● Text block:
>> START
Paintbrush was a strange book for me because it wasn’t your typical YA contemporary, and yet it was absolutely your typical YA contemporary. I think the best way for me to give my opinion on this is to say that perhaps this book is best suited to those who haven’t yet been jaded by life.
YA contemporary is not my go-to genre because, quite frankly, I find myself far too cynical for it. There are many plot points in YA contemporary novels that I end up rolling my eyes or yawning in complete boredom at and it would be unfair of me to say that Paintbrush is full of them because it’s not, but there are enough of them to make the more sardonic reader grunt from time to time.
However, one thing that does make Paintbrush slightly unusual is that it turns the typical YA contemporary trope of ‘angsty teen wants to leave home and find their way in the big wide world’ on its head, as it has two protagonists and only one fits that description.
>> END
● Directive 1:
Summarize the Paintbrush review in two sentences.
● Directive 2:
Duplicate the part of the Paintbrush review that opens with the words containing "Paintbrush was a" and closes with "jaded by life.".

● Dataset extract:
>> START
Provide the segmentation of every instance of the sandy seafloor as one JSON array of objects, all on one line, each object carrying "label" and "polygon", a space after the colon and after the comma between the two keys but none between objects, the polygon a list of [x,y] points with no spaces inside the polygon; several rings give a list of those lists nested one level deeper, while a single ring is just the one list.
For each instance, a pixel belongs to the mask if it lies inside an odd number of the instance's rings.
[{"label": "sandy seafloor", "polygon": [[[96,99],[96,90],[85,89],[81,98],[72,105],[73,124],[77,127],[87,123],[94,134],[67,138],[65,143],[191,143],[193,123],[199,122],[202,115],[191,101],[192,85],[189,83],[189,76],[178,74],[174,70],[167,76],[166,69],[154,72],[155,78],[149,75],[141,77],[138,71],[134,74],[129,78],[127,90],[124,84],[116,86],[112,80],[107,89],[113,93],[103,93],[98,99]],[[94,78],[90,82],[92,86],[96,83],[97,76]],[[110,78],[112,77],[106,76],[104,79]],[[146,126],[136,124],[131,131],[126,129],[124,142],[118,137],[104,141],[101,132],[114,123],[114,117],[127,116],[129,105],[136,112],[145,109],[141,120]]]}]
>> END
● Written response 1:
The reviewer calls Paintbrush both an untypical and a typical YA contemporary, suggests it may best suit readers not yet jaded by life, and admits to being too cynical for the genre. The book isn't full of eye-rolling plot points but has enough to make a sardonic reader grunt, though it unusually upends the "angsty teen wants to leave home" trope by having two protagonists, only one of whom fits that description.

● Written response 2:
Paintbrush was a strange book for me because it wasn’t your typical YA contemporary, and yet it was absolutely your typical YA contemporary. I think the best way for me to give my opinion on this is to say that perhaps this book is best suited to those who haven’t yet been jaded by life.